Text section:
** Start **
Are brands ready to turn their plastics ambitions into actions?

Like plastics, talk is cheap. The world's largest businesses are continuously committing to various plastic phase-outs, but the time is now to move the dial and turn ambitions into action - and edie is here to help.

Are brands ready to turn their plastics ambitions into actions?

Whether you’re reading this on the train commute, at your desk, or even on your mobile at home, I want you to look around and answer this question. How far away are you from a piece of plastic?

Think back on some of your most treasured memories; weddings, holidays and a time when Brexit wasn’t in the dictionary yet. Chances are you’ll be close to plastic in your memories too. Plastic is etched into our recent history. From flags on the moon to Olympic ceremonies, plastics have become the material of choice.

It has also become the talking point of choice across the wider public, acting as the emblem of a society that is no longer oblivious to its impact on its surroundings. At the start of the month we polled the edie readers on what areas of corporate responsibility and sustainability were set to have a "plastics moment". With more than 370 votes, plastics appeared towards the top of the list, second only to meat and dairy consumption. Evidently the issue is a major talking point amongst sustainability professionals.

 

Plastic is cheaper, lighter and more applicable than the materials it has replaced. It has changed the way we interact with products, notably with how we consume and discard them. While plastics have a deep-rooted and valuable role to play in global production, they have also fast-tracked a linear and disposable culture of consumerism.
** End **
Written exercise: List every quality the plastics article gives when it compares plastic with the materials it has replaced. Rely only on the plastics article above.

Listed records:
** Start **
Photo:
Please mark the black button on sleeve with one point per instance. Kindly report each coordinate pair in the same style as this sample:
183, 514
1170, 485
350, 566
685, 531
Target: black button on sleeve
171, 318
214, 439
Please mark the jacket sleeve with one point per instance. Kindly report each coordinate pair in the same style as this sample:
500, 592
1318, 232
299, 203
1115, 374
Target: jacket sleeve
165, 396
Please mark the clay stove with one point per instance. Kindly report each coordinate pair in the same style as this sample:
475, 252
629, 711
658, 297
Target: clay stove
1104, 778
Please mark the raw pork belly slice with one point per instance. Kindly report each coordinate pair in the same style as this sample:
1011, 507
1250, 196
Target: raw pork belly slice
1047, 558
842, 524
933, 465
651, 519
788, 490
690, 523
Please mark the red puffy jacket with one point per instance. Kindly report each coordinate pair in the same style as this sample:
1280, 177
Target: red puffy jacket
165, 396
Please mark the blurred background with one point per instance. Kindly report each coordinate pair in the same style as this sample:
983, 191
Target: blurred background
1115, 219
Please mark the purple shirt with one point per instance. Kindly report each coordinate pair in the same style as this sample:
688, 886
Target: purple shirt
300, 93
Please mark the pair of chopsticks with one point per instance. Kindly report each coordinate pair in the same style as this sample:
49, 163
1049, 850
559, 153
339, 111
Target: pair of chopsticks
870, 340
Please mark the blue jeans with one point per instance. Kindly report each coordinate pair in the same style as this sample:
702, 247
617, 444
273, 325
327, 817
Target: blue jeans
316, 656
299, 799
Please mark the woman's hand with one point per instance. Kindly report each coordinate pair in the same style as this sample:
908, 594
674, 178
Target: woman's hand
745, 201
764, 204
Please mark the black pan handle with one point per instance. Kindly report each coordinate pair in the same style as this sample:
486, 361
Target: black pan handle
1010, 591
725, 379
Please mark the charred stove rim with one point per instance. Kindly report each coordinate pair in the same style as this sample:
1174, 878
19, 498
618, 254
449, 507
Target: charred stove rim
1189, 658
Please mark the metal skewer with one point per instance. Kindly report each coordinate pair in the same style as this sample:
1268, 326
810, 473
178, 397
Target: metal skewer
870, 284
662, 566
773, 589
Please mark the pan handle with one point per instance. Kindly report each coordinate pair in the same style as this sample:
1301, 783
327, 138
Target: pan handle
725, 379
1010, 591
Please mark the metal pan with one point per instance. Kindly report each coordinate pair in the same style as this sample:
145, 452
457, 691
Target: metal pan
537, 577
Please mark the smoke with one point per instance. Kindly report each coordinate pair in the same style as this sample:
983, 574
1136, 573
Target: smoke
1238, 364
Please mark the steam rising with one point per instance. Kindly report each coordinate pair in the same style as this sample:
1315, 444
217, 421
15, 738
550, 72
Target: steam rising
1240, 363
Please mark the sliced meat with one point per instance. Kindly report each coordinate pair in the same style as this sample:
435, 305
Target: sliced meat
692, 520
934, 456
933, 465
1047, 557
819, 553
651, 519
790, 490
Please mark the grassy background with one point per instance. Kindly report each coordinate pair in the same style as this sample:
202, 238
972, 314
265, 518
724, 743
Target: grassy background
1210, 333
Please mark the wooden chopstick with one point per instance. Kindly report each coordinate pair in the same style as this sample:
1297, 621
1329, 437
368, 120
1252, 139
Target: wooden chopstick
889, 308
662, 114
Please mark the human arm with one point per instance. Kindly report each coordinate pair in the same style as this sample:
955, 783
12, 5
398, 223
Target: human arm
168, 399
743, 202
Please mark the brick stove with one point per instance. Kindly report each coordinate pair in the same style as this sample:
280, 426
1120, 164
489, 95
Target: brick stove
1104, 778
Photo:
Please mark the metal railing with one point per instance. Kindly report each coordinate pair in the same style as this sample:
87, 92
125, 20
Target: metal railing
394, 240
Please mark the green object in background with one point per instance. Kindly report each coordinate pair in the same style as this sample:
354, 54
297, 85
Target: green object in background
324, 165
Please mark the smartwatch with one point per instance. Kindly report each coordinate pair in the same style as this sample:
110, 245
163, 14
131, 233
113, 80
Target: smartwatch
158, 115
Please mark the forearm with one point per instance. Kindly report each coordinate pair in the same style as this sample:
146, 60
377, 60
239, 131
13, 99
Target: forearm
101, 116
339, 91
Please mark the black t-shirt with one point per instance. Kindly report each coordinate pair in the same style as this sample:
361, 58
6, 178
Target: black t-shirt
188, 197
** End **
Response for this exercise: Cheaper, lighter, more applicable